• **WHAT THE TASK ASKS**
Return the data below verbatim, reproducing every line in full and in its original order without any alteration.

• **TASK INPUT**
+ + + + +
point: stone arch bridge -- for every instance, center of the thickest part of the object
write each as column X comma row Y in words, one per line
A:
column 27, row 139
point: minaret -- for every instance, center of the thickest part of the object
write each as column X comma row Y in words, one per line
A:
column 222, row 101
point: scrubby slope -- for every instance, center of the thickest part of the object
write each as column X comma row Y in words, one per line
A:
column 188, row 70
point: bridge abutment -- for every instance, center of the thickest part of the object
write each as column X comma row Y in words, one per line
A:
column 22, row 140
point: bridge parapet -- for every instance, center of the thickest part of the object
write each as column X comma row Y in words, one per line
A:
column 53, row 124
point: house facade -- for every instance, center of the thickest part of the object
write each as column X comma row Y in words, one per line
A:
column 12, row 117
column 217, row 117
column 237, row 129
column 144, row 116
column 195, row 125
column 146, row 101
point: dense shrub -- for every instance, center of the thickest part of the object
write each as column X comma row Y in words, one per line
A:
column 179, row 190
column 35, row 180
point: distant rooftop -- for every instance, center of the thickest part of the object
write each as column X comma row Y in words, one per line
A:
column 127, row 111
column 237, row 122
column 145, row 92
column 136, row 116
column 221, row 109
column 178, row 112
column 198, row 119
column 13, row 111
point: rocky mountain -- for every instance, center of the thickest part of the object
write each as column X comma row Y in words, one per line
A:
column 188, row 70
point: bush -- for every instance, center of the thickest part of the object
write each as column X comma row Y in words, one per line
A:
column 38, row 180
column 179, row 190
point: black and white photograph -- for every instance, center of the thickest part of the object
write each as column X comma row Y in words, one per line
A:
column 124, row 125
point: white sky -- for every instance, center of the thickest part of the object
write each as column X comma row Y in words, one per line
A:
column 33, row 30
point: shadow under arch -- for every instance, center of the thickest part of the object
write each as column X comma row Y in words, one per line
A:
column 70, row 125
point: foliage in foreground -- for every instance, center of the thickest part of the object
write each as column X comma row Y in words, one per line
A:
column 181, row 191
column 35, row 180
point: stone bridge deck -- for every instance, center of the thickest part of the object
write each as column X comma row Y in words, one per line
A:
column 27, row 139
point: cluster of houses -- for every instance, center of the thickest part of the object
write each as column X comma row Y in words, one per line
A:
+ + + + +
• **ANSWER TO THIS PROBLEM**
point: stone arch bridge -- for every instance, center of the thickest part of the object
write each as column X comma row Y in words, one per line
A:
column 27, row 139
point: minaret -- for every instance, center of the thickest part of the object
write each as column X comma row Y in words, one per line
A:
column 222, row 101
point: scrubby slope -- for every instance, center of the thickest part of the object
write each as column X comma row Y in words, one per line
A:
column 188, row 70
point: bridge abutment -- for every instance, center of the thickest part of the object
write each as column X comma row Y in words, one per line
A:
column 22, row 140
point: bridge parapet -- for every instance, center of the thickest part of the object
write each as column X comma row Y in words, one per line
A:
column 53, row 124
point: house facade -- for every instance, center of the thickest part of the object
write each as column X comma row Y in words, one per line
A:
column 12, row 117
column 217, row 117
column 237, row 129
column 144, row 116
column 195, row 125
column 146, row 101
point: dense shrub -- for every instance, center of the thickest part of the object
write each as column X comma row Y in words, one per line
A:
column 179, row 190
column 35, row 180
point: distant rooftop -- for every instance, center of the thickest part of the object
write each as column X comma row Y in words, one per line
A:
column 127, row 111
column 237, row 122
column 145, row 92
column 136, row 116
column 221, row 109
column 178, row 112
column 198, row 119
column 13, row 111
point: rocky mountain -- for every instance, center of the thickest part of the object
write each as column X comma row Y in words, one per line
A:
column 188, row 70
point: bush -- for every instance, center of the thickest part of the object
write each as column X comma row Y in words, one per line
A:
column 38, row 180
column 179, row 190
point: black and white photograph -- for every instance, center of the thickest part of the object
write each as column X comma row Y in words, one per line
A:
column 124, row 125
point: white sky -- for every instance, center of the thickest part of the object
write each as column X comma row Y in words, one per line
A:
column 33, row 30
point: shadow under arch -- for every instance, center of the thickest part of the object
write each as column X comma row Y in words, one per line
A:
column 70, row 125
point: foliage in foreground -- for every instance, center of the thickest part of the object
write each as column X comma row Y in words, one per line
A:
column 181, row 191
column 35, row 180
point: stone bridge deck -- for every instance, center of the thickest part of the object
write each as column X comma row Y in words, one per line
A:
column 27, row 139
point: cluster of houses -- for every instance, center of the thickest part of the object
write each as column X comma row Y in words, one per line
A:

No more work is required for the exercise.